● EXERCISE AIM: Return each line below that contains the word "white", copied in full.

● RECORDS SUPPLIED:
• • • • • • •

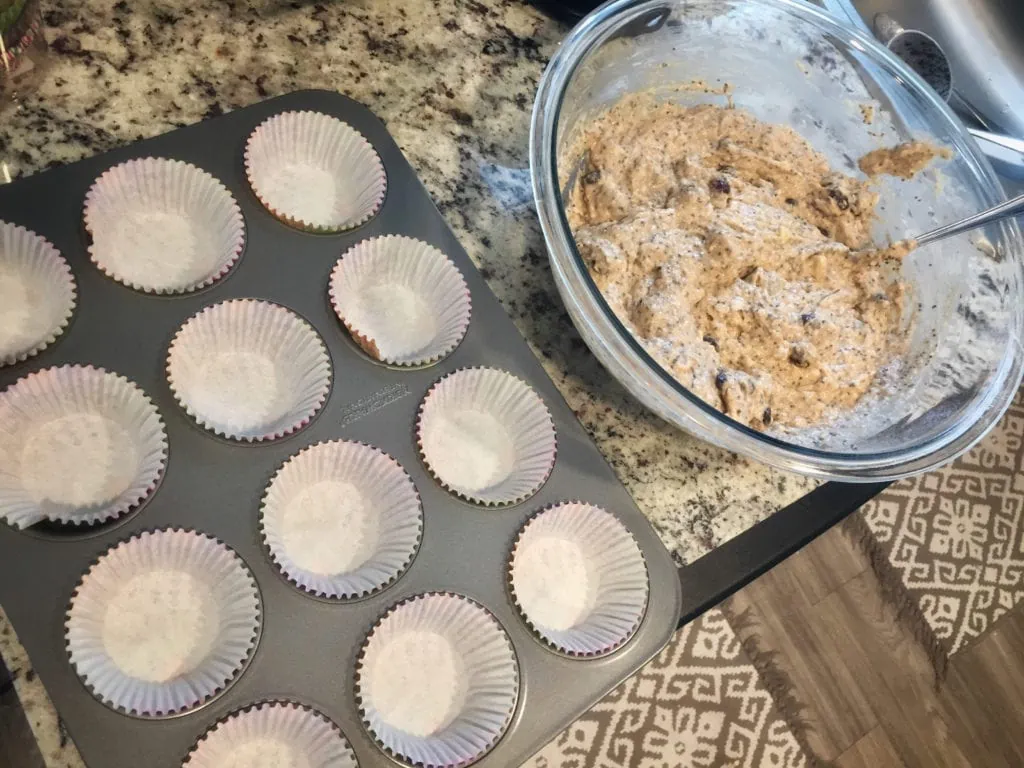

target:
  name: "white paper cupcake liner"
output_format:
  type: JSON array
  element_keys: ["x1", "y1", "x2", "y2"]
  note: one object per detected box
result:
[
  {"x1": 0, "y1": 221, "x2": 75, "y2": 366},
  {"x1": 330, "y1": 234, "x2": 471, "y2": 366},
  {"x1": 417, "y1": 368, "x2": 556, "y2": 505},
  {"x1": 260, "y1": 440, "x2": 423, "y2": 599},
  {"x1": 182, "y1": 701, "x2": 358, "y2": 768},
  {"x1": 85, "y1": 158, "x2": 245, "y2": 294},
  {"x1": 246, "y1": 112, "x2": 387, "y2": 232},
  {"x1": 167, "y1": 299, "x2": 331, "y2": 442},
  {"x1": 65, "y1": 528, "x2": 261, "y2": 717},
  {"x1": 0, "y1": 366, "x2": 167, "y2": 527},
  {"x1": 355, "y1": 592, "x2": 519, "y2": 768},
  {"x1": 508, "y1": 502, "x2": 649, "y2": 656}
]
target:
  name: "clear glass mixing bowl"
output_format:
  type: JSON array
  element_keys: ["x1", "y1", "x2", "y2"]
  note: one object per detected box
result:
[{"x1": 529, "y1": 0, "x2": 1024, "y2": 480}]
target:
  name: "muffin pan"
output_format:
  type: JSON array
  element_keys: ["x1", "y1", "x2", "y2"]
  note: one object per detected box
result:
[{"x1": 0, "y1": 91, "x2": 680, "y2": 768}]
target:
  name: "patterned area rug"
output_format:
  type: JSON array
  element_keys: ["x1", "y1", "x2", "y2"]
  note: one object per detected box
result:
[
  {"x1": 846, "y1": 389, "x2": 1024, "y2": 678},
  {"x1": 523, "y1": 608, "x2": 810, "y2": 768}
]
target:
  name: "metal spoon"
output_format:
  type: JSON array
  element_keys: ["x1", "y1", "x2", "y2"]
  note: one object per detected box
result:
[
  {"x1": 914, "y1": 195, "x2": 1024, "y2": 246},
  {"x1": 874, "y1": 13, "x2": 1024, "y2": 177}
]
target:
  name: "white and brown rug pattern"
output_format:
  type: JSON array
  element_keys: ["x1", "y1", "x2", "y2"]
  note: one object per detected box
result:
[
  {"x1": 523, "y1": 608, "x2": 809, "y2": 768},
  {"x1": 847, "y1": 389, "x2": 1024, "y2": 678}
]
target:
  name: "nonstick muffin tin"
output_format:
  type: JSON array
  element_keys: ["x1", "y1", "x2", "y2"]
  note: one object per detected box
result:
[{"x1": 0, "y1": 91, "x2": 680, "y2": 768}]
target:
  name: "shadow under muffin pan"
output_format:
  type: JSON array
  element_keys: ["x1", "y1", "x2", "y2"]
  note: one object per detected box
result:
[{"x1": 0, "y1": 91, "x2": 680, "y2": 768}]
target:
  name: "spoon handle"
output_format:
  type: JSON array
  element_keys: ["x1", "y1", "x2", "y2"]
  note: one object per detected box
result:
[{"x1": 916, "y1": 195, "x2": 1024, "y2": 246}]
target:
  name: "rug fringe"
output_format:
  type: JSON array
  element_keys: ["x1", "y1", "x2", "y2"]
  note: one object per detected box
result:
[
  {"x1": 718, "y1": 600, "x2": 831, "y2": 768},
  {"x1": 842, "y1": 511, "x2": 949, "y2": 689}
]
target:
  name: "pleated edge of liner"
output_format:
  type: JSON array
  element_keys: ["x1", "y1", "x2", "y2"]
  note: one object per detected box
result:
[
  {"x1": 0, "y1": 362, "x2": 170, "y2": 530},
  {"x1": 505, "y1": 499, "x2": 650, "y2": 659},
  {"x1": 256, "y1": 438, "x2": 424, "y2": 603},
  {"x1": 82, "y1": 155, "x2": 249, "y2": 296},
  {"x1": 416, "y1": 366, "x2": 558, "y2": 509},
  {"x1": 0, "y1": 221, "x2": 78, "y2": 366},
  {"x1": 181, "y1": 696, "x2": 358, "y2": 768},
  {"x1": 327, "y1": 234, "x2": 473, "y2": 368},
  {"x1": 243, "y1": 110, "x2": 390, "y2": 234},
  {"x1": 352, "y1": 590, "x2": 522, "y2": 768},
  {"x1": 164, "y1": 297, "x2": 334, "y2": 444},
  {"x1": 63, "y1": 525, "x2": 263, "y2": 720}
]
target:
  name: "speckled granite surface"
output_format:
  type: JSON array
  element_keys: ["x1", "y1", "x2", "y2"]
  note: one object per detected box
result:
[{"x1": 0, "y1": 0, "x2": 813, "y2": 766}]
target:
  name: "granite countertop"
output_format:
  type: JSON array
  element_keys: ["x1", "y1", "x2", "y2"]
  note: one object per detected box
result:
[{"x1": 0, "y1": 0, "x2": 814, "y2": 767}]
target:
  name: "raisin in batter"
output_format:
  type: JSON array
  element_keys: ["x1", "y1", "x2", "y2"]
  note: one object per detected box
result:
[{"x1": 568, "y1": 97, "x2": 937, "y2": 429}]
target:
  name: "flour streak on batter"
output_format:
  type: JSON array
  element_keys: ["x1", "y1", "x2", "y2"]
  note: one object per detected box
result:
[{"x1": 568, "y1": 96, "x2": 941, "y2": 429}]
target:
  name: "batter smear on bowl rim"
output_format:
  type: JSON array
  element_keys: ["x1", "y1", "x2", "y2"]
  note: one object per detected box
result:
[{"x1": 567, "y1": 95, "x2": 948, "y2": 429}]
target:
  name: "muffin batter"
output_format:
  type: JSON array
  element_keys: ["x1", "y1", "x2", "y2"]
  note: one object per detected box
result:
[{"x1": 568, "y1": 97, "x2": 936, "y2": 429}]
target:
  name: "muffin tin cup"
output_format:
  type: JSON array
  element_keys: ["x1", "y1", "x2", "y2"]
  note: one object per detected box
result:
[
  {"x1": 416, "y1": 368, "x2": 557, "y2": 506},
  {"x1": 0, "y1": 221, "x2": 76, "y2": 367},
  {"x1": 245, "y1": 112, "x2": 387, "y2": 233},
  {"x1": 508, "y1": 502, "x2": 649, "y2": 656},
  {"x1": 259, "y1": 440, "x2": 423, "y2": 599},
  {"x1": 0, "y1": 91, "x2": 680, "y2": 768},
  {"x1": 85, "y1": 158, "x2": 246, "y2": 294},
  {"x1": 0, "y1": 366, "x2": 167, "y2": 527},
  {"x1": 182, "y1": 701, "x2": 358, "y2": 768},
  {"x1": 355, "y1": 592, "x2": 519, "y2": 768},
  {"x1": 167, "y1": 299, "x2": 331, "y2": 442},
  {"x1": 65, "y1": 528, "x2": 262, "y2": 717},
  {"x1": 330, "y1": 234, "x2": 471, "y2": 366}
]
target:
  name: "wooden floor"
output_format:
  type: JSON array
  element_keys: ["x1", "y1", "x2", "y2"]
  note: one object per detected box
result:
[
  {"x1": 729, "y1": 529, "x2": 1024, "y2": 768},
  {"x1": 0, "y1": 529, "x2": 1024, "y2": 768}
]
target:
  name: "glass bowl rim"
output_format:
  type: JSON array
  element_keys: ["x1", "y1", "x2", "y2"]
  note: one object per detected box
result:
[{"x1": 529, "y1": 0, "x2": 1024, "y2": 481}]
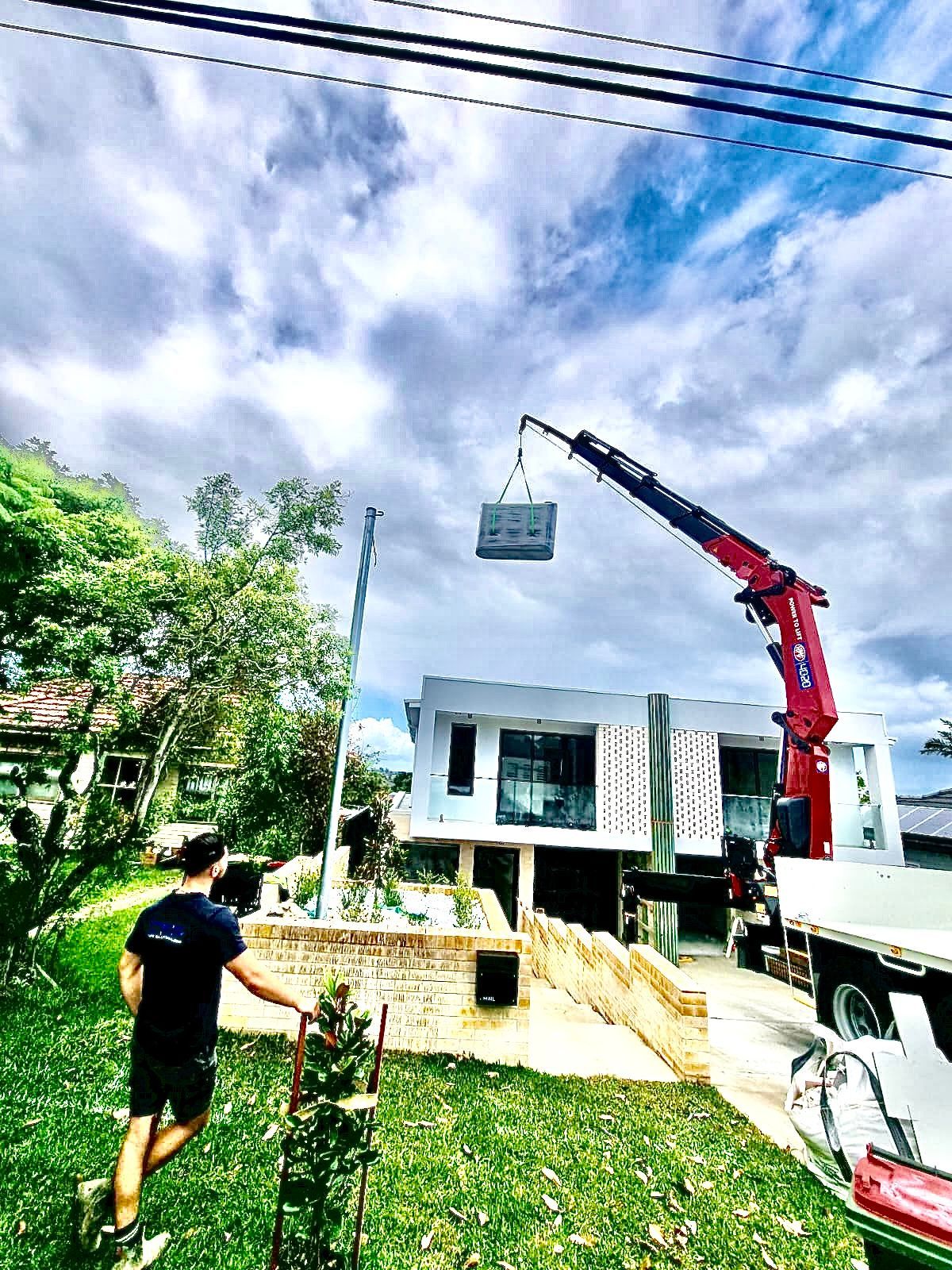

• • • • • • •

● ANSWER TO THE EXERCISE:
  name: "white paper cupcake liner"
  name: "white and brown rug pattern"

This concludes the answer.